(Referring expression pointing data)
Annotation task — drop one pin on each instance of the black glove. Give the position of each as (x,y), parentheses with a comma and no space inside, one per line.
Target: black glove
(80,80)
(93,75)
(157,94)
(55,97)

- [What you should do]
Output the records above exactly as written.

- [Answer]
Annotation task — drop one pin on each instance of the black glove. Give the position of each as (x,y), parentheses with a comma and no space inside, one per line.
Target: black glove
(80,80)
(93,75)
(157,94)
(55,97)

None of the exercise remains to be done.